Segment Start: Records shown

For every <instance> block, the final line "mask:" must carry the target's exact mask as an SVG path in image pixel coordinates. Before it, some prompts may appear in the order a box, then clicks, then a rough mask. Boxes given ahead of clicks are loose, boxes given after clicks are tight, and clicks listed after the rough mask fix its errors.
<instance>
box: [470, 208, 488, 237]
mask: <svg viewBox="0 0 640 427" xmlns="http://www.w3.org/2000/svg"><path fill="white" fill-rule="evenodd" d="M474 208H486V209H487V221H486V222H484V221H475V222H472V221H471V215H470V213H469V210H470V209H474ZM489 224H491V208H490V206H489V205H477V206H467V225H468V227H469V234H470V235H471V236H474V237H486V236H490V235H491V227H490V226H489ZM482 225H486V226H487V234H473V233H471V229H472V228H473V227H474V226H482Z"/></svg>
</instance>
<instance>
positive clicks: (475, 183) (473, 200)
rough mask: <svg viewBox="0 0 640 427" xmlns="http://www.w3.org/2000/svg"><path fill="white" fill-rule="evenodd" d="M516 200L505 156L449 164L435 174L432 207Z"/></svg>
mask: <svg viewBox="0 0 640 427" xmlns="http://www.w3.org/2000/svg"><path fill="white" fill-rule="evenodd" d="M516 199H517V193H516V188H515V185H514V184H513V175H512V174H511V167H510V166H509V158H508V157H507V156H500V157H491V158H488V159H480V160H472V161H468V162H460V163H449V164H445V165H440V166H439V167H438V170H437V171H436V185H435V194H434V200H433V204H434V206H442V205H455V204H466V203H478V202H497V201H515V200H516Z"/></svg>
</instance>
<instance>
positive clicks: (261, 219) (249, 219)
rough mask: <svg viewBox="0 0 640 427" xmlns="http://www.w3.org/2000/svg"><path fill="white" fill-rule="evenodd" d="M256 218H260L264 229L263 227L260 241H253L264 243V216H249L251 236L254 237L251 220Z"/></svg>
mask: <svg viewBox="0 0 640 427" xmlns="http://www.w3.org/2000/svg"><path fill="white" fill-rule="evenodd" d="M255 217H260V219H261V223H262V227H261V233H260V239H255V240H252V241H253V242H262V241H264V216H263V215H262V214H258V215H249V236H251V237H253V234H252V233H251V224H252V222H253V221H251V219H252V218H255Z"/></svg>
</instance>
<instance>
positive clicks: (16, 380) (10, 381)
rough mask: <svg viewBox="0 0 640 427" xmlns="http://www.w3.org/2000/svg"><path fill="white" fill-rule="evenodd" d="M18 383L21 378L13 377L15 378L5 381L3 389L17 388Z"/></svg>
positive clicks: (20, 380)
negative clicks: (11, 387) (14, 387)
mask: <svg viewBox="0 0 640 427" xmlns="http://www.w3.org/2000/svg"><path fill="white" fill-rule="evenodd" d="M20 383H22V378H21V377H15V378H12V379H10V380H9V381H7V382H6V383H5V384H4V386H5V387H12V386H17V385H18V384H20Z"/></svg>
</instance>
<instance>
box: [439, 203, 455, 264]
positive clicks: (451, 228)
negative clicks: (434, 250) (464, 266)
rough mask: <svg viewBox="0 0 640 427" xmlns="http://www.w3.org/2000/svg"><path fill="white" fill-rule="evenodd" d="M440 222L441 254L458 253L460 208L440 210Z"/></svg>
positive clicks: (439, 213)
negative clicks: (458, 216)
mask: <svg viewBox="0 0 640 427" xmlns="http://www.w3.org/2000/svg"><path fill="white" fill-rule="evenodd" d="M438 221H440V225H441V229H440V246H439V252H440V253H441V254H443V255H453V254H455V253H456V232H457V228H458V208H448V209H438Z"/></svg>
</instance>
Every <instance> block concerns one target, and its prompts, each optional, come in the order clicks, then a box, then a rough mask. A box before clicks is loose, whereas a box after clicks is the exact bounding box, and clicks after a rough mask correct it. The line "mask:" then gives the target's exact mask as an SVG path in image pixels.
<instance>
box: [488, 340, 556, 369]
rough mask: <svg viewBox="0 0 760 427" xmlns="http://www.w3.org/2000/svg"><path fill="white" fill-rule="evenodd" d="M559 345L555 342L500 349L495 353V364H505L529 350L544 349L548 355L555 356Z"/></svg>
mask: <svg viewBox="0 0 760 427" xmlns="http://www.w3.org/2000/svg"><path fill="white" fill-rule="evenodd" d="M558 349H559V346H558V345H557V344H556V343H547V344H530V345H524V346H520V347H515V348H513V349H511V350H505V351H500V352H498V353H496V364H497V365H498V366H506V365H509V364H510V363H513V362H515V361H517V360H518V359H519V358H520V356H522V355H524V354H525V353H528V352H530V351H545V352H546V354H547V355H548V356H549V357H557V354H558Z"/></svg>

Segment End: Records shown

What the exercise asks >> Pull out each line of the listing that holds the string "image".

Output >>
For every <instance> block, the final line "mask:" must carry the target's exact mask as an SVG path in image pixel coordinates. Before it, some prompts may appear in the order a box, then clicks, then a rough mask. Boxes given ahead of clicks are loose, boxes given after clicks are tight, and clicks listed after the rough mask fix its errors.
Every <instance> block concerns one target, and its prompts, each optional, come in the order clicks, then a box, then a rough mask. A box before clicks is loose, whereas a box after clicks is the exact bounding box, and clicks after a rough mask correct it. The line "mask:" then gives the target's exact mask as an SVG path in image pixels.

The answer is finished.